* [INSTRUCCIONES Y REQUISITOS] Indica cada línea de abajo que contenga la palabra "stand" y cópiala completa. Las mayúsculas y minúsculas cuentan.

* [DATOS PROPORCIONADOS]
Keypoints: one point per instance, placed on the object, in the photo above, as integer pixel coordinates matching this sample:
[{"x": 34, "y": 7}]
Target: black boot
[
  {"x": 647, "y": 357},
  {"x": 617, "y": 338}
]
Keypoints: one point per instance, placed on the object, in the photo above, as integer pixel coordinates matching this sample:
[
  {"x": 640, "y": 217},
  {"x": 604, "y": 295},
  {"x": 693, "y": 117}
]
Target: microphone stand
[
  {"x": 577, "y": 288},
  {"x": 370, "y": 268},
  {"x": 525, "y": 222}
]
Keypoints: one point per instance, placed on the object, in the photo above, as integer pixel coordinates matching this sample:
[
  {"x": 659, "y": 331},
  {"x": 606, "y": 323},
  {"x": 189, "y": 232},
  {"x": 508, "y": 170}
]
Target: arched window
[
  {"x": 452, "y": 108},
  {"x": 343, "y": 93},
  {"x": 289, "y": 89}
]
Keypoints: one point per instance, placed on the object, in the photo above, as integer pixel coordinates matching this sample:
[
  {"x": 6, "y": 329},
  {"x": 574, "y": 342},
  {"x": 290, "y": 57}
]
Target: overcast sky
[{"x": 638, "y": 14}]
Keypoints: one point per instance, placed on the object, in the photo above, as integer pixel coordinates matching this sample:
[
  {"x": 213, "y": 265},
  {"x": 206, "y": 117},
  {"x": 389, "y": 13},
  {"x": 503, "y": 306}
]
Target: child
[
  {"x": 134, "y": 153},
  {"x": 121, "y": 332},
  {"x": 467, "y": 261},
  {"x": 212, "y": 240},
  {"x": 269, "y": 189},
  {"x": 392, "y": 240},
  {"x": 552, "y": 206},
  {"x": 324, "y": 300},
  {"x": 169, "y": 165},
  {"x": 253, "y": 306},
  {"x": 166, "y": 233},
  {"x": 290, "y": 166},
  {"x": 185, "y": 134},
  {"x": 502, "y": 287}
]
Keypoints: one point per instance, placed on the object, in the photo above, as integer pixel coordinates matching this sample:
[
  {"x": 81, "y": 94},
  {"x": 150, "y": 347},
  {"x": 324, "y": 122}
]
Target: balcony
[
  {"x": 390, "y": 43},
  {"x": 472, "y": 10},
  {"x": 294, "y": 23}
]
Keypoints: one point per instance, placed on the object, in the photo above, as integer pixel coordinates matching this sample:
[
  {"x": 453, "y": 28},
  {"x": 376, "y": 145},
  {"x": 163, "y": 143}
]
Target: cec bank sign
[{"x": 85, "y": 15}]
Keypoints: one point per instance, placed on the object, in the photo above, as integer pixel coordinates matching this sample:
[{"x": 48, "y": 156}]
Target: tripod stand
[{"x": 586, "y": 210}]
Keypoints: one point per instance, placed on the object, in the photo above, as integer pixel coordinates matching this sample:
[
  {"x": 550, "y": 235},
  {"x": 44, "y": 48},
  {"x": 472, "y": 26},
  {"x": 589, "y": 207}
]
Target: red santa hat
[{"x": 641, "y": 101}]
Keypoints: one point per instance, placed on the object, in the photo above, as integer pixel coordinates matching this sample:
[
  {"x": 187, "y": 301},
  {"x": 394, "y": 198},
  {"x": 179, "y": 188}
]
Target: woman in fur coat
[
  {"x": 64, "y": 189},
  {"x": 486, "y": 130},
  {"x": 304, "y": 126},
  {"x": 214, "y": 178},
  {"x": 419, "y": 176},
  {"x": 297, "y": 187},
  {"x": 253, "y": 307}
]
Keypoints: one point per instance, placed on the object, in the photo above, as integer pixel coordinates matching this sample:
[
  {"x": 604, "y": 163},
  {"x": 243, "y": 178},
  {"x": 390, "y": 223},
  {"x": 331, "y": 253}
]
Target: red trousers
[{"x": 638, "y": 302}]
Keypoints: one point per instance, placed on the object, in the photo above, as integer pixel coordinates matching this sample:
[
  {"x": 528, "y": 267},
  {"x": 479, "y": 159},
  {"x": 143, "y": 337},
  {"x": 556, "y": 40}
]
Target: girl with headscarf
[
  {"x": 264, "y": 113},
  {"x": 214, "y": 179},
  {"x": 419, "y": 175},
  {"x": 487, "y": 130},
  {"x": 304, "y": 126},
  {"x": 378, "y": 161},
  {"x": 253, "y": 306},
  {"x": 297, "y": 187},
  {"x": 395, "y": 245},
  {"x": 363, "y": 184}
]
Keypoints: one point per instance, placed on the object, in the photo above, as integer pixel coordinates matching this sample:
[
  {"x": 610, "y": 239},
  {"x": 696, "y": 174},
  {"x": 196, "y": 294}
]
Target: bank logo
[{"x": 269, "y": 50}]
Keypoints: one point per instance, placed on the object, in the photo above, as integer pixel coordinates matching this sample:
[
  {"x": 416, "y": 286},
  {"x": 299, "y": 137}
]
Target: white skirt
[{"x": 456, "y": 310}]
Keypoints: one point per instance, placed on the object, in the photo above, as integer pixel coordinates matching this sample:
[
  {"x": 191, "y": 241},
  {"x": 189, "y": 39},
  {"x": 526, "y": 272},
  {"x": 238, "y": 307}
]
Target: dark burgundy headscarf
...
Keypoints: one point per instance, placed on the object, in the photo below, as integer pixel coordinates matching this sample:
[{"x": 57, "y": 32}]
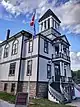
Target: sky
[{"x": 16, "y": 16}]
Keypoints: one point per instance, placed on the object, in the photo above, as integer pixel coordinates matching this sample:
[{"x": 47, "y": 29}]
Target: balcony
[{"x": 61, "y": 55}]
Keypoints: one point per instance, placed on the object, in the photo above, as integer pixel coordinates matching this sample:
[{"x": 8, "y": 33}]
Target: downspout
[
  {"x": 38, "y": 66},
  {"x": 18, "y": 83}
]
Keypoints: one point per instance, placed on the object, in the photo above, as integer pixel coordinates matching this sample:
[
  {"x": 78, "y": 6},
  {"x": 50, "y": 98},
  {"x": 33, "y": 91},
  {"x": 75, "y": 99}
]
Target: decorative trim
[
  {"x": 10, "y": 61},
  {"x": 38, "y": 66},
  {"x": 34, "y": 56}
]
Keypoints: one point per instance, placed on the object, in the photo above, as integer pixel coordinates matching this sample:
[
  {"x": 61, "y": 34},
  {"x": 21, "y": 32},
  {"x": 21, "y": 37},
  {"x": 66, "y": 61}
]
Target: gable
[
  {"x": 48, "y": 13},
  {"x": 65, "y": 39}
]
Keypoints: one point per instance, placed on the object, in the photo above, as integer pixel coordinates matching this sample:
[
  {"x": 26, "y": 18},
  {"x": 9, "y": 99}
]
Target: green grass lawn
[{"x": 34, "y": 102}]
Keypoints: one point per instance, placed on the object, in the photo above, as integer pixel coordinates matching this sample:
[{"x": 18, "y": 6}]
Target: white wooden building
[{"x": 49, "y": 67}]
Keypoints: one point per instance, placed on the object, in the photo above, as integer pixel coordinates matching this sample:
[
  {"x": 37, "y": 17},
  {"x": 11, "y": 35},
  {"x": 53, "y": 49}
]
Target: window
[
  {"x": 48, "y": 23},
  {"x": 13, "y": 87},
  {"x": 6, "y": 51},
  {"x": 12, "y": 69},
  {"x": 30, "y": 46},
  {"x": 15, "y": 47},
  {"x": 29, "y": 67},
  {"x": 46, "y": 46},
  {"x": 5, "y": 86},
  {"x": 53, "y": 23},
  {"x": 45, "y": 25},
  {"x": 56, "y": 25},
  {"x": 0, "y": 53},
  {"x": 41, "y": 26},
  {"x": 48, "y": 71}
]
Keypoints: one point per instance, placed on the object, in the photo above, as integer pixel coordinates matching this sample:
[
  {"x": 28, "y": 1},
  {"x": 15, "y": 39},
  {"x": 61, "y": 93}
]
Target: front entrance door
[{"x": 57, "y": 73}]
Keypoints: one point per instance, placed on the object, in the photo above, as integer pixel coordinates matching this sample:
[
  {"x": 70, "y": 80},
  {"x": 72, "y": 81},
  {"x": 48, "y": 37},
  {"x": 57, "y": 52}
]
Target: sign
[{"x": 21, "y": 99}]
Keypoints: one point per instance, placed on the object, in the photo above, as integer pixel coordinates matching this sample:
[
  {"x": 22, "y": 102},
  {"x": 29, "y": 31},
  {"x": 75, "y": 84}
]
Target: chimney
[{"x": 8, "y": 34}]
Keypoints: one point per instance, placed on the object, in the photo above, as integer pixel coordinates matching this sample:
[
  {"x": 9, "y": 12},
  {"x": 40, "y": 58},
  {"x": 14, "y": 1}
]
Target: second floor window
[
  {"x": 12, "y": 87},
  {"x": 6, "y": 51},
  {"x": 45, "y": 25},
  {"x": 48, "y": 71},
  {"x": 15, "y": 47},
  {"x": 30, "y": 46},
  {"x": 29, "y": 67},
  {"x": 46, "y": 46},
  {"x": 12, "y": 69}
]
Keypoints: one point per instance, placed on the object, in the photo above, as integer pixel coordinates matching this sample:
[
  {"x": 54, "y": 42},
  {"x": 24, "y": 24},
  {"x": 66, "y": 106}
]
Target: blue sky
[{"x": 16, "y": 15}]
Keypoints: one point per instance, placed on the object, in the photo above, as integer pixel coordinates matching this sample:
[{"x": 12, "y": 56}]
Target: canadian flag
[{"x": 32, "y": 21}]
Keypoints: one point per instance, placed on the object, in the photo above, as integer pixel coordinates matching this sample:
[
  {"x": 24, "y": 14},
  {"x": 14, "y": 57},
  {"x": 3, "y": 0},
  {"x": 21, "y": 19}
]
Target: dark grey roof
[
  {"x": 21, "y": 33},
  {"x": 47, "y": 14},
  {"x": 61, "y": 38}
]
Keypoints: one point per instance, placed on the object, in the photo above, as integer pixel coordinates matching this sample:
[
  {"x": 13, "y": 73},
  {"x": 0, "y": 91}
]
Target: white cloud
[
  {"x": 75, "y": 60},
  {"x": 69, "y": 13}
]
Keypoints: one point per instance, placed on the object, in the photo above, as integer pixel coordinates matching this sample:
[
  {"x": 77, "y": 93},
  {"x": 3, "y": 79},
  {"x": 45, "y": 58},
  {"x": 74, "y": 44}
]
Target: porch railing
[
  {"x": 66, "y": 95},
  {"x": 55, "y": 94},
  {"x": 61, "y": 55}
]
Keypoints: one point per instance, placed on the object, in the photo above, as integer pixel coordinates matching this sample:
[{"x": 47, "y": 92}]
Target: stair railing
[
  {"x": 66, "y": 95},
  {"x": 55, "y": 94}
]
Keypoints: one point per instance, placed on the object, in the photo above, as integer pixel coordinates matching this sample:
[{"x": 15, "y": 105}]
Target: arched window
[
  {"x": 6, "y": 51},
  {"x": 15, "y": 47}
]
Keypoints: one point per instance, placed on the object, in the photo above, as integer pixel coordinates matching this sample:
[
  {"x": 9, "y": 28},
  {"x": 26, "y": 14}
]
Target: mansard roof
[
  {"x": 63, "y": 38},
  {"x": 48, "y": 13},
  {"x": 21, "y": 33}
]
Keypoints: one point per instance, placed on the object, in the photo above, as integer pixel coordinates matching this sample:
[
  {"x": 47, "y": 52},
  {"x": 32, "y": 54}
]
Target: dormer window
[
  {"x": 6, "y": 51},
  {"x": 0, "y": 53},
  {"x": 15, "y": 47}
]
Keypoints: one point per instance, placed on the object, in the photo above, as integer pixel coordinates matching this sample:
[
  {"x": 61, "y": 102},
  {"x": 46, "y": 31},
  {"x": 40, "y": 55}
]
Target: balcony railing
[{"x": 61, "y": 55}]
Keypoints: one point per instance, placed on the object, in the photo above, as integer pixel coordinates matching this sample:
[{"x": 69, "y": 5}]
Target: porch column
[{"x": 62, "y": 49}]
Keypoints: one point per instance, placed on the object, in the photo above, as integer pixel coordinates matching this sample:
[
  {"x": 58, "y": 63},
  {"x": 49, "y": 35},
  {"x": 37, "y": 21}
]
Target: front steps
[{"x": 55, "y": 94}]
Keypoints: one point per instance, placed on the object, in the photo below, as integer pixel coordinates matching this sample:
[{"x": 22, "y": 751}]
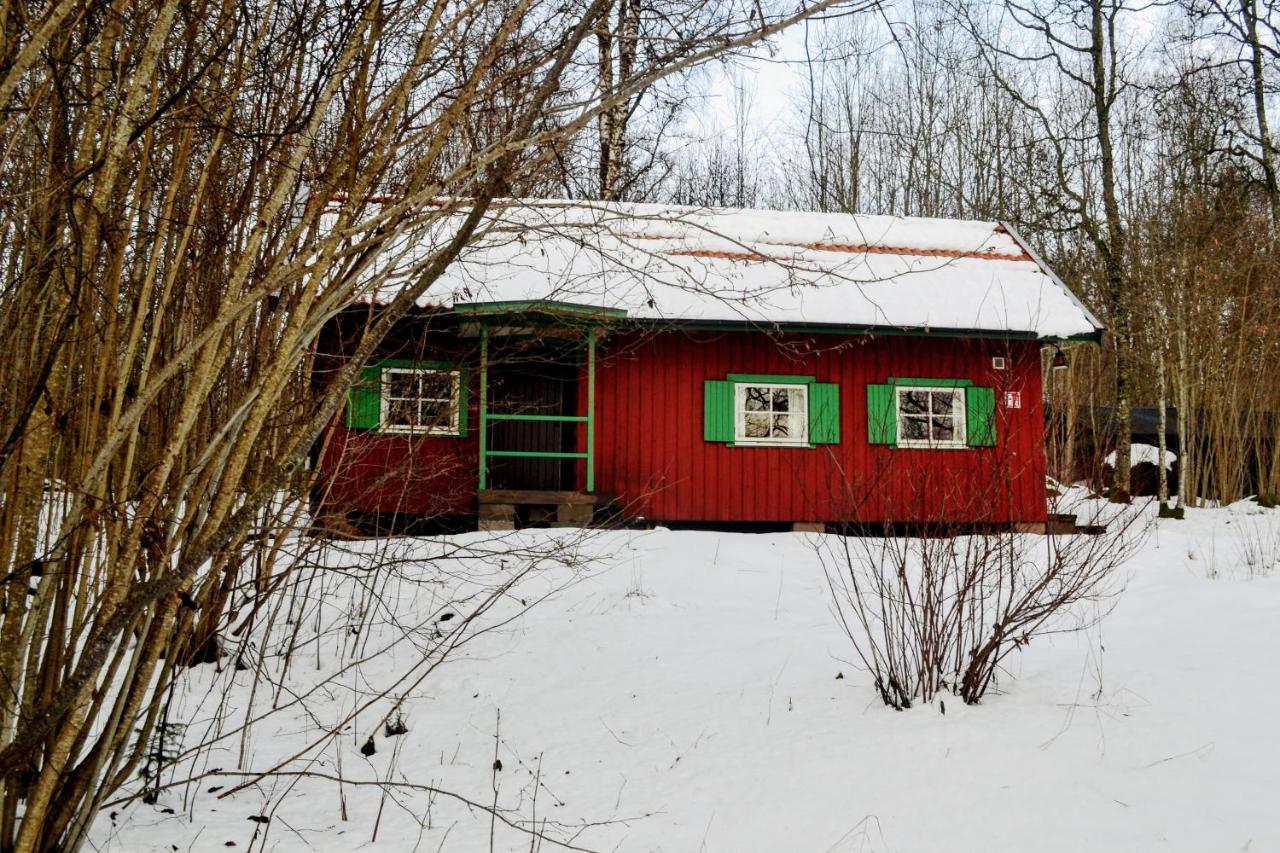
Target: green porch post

* [RESULTADO FINAL]
Target: microphone stand
Target: tripod stand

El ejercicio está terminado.